Requirement: Identify every line in the records below that contains the word "wheel", and copy each of those lines. Case counts.

Record set:
■ ■ ■ ■ ■

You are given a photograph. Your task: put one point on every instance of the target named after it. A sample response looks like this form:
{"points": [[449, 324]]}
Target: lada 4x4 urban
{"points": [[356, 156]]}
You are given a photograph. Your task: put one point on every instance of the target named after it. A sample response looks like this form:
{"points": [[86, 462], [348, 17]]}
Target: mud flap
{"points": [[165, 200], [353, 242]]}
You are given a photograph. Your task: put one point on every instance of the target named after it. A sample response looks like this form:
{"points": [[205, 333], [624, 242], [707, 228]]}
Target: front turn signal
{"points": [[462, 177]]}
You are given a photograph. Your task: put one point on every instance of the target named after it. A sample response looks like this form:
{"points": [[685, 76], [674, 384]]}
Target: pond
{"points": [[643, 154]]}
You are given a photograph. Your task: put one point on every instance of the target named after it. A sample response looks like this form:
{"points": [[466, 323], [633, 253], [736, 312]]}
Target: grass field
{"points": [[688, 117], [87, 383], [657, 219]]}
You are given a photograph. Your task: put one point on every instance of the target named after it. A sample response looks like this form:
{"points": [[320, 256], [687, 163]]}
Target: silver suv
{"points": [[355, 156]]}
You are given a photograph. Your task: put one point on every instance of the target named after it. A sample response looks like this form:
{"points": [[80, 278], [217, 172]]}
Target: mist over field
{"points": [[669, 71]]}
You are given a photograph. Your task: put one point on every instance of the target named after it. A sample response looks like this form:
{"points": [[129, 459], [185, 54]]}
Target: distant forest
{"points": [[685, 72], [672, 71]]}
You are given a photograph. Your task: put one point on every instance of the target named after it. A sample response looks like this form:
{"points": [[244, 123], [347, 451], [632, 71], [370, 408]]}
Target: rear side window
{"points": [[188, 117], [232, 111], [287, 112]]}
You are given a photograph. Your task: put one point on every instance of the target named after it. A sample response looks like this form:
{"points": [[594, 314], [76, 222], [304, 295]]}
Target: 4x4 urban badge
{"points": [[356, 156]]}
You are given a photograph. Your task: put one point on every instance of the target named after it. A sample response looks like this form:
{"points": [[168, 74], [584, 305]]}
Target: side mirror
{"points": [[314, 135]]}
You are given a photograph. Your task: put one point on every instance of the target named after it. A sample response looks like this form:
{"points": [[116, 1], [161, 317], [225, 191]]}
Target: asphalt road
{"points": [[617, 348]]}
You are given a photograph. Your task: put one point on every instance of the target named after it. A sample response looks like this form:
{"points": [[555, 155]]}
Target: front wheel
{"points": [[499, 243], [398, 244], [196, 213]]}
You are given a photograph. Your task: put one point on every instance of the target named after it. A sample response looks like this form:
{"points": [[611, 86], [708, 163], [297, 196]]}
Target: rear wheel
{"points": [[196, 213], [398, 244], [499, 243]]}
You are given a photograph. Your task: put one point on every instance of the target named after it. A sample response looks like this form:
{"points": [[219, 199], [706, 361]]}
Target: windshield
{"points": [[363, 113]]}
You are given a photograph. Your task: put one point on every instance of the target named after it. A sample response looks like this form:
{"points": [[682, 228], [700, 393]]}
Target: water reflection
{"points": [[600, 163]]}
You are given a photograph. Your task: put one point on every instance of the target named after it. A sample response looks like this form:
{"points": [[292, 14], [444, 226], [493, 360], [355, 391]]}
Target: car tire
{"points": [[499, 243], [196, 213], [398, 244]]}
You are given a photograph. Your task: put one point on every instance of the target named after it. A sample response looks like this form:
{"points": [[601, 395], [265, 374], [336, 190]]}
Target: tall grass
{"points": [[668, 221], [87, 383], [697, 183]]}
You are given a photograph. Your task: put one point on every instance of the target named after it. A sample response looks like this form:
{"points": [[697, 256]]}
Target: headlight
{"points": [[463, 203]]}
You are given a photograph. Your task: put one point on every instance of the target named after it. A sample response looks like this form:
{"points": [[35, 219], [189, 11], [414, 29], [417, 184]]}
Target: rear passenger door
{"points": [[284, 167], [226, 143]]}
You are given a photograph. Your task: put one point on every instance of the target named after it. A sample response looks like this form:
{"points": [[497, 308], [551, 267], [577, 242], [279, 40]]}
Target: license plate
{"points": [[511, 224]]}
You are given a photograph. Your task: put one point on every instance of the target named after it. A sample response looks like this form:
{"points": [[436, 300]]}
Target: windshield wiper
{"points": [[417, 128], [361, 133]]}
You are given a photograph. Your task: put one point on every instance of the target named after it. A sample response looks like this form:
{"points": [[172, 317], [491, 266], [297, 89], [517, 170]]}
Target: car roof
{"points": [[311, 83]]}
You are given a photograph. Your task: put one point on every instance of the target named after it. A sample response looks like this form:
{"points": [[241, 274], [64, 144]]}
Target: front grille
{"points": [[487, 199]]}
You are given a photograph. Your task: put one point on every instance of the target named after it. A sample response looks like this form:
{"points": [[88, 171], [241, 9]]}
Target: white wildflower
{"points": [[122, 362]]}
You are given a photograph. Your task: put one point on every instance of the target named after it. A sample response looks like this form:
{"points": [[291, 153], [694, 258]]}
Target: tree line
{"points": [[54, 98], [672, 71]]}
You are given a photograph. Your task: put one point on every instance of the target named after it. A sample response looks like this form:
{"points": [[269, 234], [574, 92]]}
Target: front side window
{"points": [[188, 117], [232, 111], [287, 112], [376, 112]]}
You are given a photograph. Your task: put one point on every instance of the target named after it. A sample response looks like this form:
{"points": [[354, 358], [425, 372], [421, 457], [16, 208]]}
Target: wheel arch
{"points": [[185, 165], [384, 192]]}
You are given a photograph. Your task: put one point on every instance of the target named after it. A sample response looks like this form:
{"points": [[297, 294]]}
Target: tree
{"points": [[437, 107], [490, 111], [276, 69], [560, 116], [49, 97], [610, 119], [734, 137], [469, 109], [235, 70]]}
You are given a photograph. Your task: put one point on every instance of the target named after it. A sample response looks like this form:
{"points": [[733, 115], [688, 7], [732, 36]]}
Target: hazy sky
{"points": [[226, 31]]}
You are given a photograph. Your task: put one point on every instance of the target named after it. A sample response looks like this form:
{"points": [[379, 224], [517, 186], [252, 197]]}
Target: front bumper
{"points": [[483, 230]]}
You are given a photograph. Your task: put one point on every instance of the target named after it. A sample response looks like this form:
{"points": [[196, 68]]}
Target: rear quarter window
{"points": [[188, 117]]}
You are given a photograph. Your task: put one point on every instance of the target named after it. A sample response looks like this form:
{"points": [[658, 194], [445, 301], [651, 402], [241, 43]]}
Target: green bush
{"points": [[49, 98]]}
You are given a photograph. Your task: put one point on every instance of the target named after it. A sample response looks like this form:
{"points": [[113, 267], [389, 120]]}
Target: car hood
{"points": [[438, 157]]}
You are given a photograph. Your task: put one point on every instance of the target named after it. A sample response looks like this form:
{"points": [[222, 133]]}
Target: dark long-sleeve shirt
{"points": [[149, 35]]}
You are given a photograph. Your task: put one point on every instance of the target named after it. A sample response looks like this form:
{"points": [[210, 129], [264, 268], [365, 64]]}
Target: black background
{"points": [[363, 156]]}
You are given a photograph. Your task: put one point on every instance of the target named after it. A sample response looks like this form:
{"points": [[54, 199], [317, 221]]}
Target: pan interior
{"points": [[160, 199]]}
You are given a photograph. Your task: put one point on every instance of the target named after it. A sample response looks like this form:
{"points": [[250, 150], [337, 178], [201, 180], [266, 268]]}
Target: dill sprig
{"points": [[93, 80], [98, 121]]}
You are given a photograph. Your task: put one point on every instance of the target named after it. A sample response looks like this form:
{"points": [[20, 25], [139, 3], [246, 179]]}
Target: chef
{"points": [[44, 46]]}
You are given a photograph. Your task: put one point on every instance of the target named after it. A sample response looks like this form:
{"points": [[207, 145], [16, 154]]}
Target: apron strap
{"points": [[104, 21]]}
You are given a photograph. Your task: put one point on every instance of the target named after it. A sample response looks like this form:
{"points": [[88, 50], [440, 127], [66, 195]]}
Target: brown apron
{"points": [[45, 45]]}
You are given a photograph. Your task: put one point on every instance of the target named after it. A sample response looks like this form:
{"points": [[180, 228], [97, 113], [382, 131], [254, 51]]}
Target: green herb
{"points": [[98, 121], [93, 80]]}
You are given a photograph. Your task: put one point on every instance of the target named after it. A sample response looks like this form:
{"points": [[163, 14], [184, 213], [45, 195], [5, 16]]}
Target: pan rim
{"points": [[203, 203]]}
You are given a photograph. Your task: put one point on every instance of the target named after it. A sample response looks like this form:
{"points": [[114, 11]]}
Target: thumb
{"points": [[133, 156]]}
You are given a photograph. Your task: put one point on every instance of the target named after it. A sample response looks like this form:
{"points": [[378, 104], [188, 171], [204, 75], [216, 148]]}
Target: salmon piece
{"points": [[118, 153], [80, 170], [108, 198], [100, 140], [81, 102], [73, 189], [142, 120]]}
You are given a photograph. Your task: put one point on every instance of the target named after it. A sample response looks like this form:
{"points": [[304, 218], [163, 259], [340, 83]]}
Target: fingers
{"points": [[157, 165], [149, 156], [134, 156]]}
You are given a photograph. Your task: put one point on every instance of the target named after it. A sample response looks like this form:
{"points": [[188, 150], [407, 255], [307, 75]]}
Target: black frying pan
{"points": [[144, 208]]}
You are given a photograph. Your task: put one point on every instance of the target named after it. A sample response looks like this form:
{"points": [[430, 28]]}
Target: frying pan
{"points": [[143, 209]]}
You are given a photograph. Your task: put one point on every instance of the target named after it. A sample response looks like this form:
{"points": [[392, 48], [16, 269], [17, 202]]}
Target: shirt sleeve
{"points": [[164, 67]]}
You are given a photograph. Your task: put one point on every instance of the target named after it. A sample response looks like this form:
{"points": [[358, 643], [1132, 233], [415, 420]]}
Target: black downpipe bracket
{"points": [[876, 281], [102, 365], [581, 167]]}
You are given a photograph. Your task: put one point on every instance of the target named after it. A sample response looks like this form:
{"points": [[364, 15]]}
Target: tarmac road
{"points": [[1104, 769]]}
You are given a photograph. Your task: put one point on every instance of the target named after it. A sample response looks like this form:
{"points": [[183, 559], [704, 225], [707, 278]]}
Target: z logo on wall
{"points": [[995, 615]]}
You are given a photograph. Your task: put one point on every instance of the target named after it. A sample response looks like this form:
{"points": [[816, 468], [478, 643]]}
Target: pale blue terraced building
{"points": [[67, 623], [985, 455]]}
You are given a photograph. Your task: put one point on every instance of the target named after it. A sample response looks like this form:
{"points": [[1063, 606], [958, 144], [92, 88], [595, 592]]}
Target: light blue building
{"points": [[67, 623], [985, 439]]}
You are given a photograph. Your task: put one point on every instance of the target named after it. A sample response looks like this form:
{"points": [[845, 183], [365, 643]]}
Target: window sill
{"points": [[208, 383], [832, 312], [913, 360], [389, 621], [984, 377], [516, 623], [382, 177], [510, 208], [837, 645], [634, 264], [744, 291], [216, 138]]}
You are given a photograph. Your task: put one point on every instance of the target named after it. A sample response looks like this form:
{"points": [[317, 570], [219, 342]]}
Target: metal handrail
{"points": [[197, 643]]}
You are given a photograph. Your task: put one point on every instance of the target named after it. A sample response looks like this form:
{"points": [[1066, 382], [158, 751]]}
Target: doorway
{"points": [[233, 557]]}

■ ■ ■ ■ ■

Solved problem:
Target: front wheel
Target: rear wheel
Target: wheel arch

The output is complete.